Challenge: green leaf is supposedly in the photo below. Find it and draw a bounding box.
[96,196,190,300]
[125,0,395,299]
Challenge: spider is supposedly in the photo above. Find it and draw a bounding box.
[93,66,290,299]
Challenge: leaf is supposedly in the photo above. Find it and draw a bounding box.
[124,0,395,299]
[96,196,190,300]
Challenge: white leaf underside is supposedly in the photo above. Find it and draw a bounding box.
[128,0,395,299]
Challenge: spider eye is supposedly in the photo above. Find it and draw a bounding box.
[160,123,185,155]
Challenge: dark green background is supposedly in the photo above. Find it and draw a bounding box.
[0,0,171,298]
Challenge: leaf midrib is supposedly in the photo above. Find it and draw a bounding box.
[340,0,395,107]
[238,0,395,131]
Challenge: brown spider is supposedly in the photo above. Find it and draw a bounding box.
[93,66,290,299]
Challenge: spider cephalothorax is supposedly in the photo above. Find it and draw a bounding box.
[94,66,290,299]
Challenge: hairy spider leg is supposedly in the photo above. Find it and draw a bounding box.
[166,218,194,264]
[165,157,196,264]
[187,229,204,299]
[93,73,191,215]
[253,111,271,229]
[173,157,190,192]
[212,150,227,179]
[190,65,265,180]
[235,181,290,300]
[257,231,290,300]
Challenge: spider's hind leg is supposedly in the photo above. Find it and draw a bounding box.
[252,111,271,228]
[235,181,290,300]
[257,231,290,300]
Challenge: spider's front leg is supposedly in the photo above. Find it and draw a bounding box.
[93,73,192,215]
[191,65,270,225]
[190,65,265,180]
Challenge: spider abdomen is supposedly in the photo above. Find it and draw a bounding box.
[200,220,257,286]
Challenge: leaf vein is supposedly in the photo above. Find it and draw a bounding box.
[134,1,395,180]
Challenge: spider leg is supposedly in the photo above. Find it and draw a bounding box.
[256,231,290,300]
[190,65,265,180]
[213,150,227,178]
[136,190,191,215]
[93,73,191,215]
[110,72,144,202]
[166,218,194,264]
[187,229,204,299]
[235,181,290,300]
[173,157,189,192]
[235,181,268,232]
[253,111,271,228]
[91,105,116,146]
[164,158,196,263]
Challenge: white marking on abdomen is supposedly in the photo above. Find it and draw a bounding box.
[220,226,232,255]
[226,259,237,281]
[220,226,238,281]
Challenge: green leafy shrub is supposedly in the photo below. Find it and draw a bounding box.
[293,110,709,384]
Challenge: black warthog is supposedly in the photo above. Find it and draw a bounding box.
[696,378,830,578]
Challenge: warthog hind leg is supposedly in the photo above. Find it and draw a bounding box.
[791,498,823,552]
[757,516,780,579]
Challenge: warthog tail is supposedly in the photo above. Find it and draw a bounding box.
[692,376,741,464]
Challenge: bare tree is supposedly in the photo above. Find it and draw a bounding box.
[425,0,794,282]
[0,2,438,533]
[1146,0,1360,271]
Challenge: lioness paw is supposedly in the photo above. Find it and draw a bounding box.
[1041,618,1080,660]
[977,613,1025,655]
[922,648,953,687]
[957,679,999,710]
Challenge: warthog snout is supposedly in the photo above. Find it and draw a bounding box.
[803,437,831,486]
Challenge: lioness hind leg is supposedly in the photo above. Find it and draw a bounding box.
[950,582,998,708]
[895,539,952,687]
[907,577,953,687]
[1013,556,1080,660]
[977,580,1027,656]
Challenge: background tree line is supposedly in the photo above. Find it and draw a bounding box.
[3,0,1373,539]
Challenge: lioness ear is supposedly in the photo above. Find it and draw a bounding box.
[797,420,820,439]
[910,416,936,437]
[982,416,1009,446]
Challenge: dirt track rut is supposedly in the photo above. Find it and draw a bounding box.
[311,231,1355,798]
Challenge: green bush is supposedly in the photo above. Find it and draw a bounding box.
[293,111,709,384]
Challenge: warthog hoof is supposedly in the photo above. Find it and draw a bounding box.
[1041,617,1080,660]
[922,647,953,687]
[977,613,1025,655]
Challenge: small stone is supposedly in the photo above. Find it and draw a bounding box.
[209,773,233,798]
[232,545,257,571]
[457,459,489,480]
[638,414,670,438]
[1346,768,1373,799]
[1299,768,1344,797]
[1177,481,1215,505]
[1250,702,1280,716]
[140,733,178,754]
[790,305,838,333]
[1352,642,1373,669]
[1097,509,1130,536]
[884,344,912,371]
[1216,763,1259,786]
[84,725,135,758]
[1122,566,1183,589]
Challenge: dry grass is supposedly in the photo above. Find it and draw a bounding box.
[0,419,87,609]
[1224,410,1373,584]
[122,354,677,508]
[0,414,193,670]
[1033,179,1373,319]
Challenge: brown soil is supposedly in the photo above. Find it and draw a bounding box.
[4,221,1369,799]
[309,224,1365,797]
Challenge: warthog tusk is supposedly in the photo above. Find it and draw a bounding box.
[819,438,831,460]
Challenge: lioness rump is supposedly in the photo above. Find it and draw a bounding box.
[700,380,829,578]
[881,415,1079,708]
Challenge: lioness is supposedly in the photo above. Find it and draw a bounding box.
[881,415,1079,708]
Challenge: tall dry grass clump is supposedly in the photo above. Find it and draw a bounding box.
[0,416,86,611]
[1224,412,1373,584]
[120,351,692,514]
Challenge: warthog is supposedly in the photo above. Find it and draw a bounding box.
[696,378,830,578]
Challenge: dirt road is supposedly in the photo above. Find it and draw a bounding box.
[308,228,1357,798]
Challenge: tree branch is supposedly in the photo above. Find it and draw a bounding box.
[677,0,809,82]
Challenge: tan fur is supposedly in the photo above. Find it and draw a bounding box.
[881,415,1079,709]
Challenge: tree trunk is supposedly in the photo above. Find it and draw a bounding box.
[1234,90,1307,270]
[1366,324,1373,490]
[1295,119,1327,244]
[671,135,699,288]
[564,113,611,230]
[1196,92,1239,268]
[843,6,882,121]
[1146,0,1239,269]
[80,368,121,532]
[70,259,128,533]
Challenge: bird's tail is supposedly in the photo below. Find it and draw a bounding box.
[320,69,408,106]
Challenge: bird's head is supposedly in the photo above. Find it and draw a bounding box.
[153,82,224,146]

::::::::

Your task is to write out every record exactly.

Challenge: green leaf is supposedly in the photo below. Find it and draw a bounding box.
[96,196,190,300]
[125,0,395,299]
Challenge: spider is supposedly in the photo above. Find it and draw a bounding box.
[93,66,290,299]
Challenge: leaf is supposedly in the photo above. Find it and draw a bounding box.
[124,0,395,299]
[96,196,190,300]
Challenge: white leaf underside is supposedly in the photo above. Find it and draw a bounding box.
[128,0,395,299]
Challenge: spider eye is supposedly in the photo above. Find it and draw a bounding box.
[160,123,185,155]
Challenge: dark green background is supposedly in the photo above. Find it and draw a bounding box.
[0,0,171,298]
Challenge: leaf midrib is supposedly in the photo above. Find it and draw a bounding box.
[340,0,395,107]
[238,0,395,131]
Challenge: brown spider is supposedly in the photo above. Find it and draw a bounding box.
[93,66,290,299]
Challenge: spider cephalothorax is supposedly in the photo above. Find it and draw a bounding box.
[94,66,290,299]
Challenge: hairy spider leg is supposedly in the photo above. Find it and draw a bounding box.
[166,218,194,264]
[165,157,196,264]
[187,229,204,299]
[93,73,191,215]
[253,111,271,229]
[173,157,190,192]
[212,150,227,179]
[190,65,265,180]
[235,181,290,300]
[257,231,290,300]
Challenge: spider's hind leg is supposedly in the photo above. Find it and draw a bounding box.
[252,111,271,228]
[235,181,290,300]
[257,231,290,300]
Challenge: spider's front leg is supposedly in the photo above. Find it and draw a bounding box.
[93,73,192,215]
[191,65,270,225]
[190,65,265,180]
Challenge: spider abdomen is supposedly in the photo above. Find it and draw a bounding box.
[200,220,257,286]
Challenge: leaf vein is supposedly in the photo above. Find it and draw a bounding box.
[134,1,395,180]
Challenge: spider leg is supposedly in the photo above. Find it and draw a bounding box.
[256,231,290,300]
[190,65,265,180]
[213,150,227,178]
[136,190,191,215]
[93,73,191,215]
[110,72,144,202]
[166,218,194,264]
[187,229,204,299]
[235,181,290,300]
[173,157,189,192]
[235,181,268,232]
[253,111,271,228]
[91,105,116,146]
[164,158,196,263]
Challenge: white marking on abdomen is supposedly in the photo above. Find it and draw a bounding box.
[220,226,232,255]
[226,259,237,281]
[220,226,238,281]
Challenge: green leafy shrub is supposedly in the photo below. Find it and draw a bounding box.
[293,110,709,384]
Challenge: black warthog is supposedly in the photo above. Find it and draw a bounding box.
[696,378,830,578]
Challenge: warthog hind leg is supposedly in the photo above. Find it and draw a bounding box.
[791,498,823,552]
[757,516,780,579]
Challenge: warthog tail is supposedly in the photo above. Find it and draw a bounding box.
[692,376,741,464]
Challenge: bare tree is supposedly in the photo above. Find it and draw a bounding box.
[425,0,794,282]
[0,2,438,533]
[1146,0,1360,271]
Challenge: lioness paw is supposedly in the photo above. Find it and draw a bounding box.
[1041,618,1080,660]
[977,613,1025,655]
[922,648,953,687]
[957,679,999,710]
Challenge: warthog snout is supposedly in the photo above. Find it and draw a bounding box.
[803,437,831,486]
Challenge: lioness hind leg is supposedly in the photo above. Find it and draw a bounding box.
[950,582,998,708]
[895,539,952,687]
[907,577,953,687]
[1013,556,1080,660]
[977,580,1027,656]
Challenge: background tree line is supposedly in the photo above. Find it and draw a bounding box.
[3,0,1373,539]
Challenge: lioness ear is supposedly in the photo above. Find it and draw a bounding box.
[797,420,820,439]
[910,416,936,437]
[982,416,1009,446]
Challenge: dirt track rut is supposedly in the photo above. Find it and draw a bounding box.
[311,231,1355,798]
Challenge: green bush is supposedly in the photo above. Find it and draw a bounding box.
[293,111,709,384]
Challenge: warthog hoof is supposedly in the photo above. Find it and draw a bounding box.
[1041,617,1080,660]
[922,647,953,687]
[977,613,1025,655]
Challenge: small stone is supposedly in the photo above. Find it and draw a bounding box.
[209,773,233,798]
[232,545,257,571]
[457,459,489,480]
[638,414,670,438]
[1346,768,1373,799]
[1299,768,1344,797]
[1177,481,1215,505]
[1250,702,1280,716]
[140,733,178,754]
[790,305,838,333]
[1352,642,1373,669]
[1097,509,1130,536]
[884,344,912,371]
[1216,763,1259,786]
[84,725,135,758]
[1122,566,1183,589]
Challenge: dry grass is supposedly in the photo above. Find it and draw a bounding box.
[0,419,87,609]
[1224,410,1373,584]
[122,354,677,508]
[0,414,193,670]
[1033,179,1373,319]
Challenge: brown soil is supposedly in the photo above. Find it and draw a bounding box.
[4,221,1369,799]
[309,224,1365,797]
Challenge: warthog tusk is supposedly in the photo above. Find it and draw a bounding box.
[819,438,831,460]
Challenge: lioness rump is supposedly in the photo above. Find it and draw a bounding box.
[700,380,829,578]
[881,415,1079,708]
Challenge: lioness is supposedly in the photo above. Find it and draw a bounding box.
[881,415,1079,708]
Challenge: tall dry grass clump is supposedly in the photo above. Find it and draw a bounding box.
[0,416,86,611]
[1224,412,1373,584]
[120,351,692,514]
Challenge: warthog is supposedly in the photo above. Find it and draw a bounding box.
[696,378,830,578]
Challenge: dirt road is supposedly in the photo above. Find it and draw a bounding box.
[308,228,1357,798]
Challenge: tree branch is supposedly in the photo above. Find it and draw a bounding box.
[677,0,809,82]
Challenge: tan fur is supposedly in the photo above. Find it and draw a bounding box.
[881,415,1079,709]
Challenge: tree trunk is supposedly in the photo above. Find it and draw a bounding box.
[1234,90,1307,270]
[1366,324,1373,490]
[1295,119,1327,244]
[671,135,699,288]
[564,113,611,230]
[1196,92,1239,268]
[843,6,882,121]
[1146,0,1239,269]
[80,368,121,532]
[70,259,128,533]
Challenge: bird's tail is supposedly in the photo below. Find it and draw a bounding box.
[320,69,408,106]
Challenge: bird's head is supposedly in the photo above. Find it and draw a bounding box.
[153,82,224,146]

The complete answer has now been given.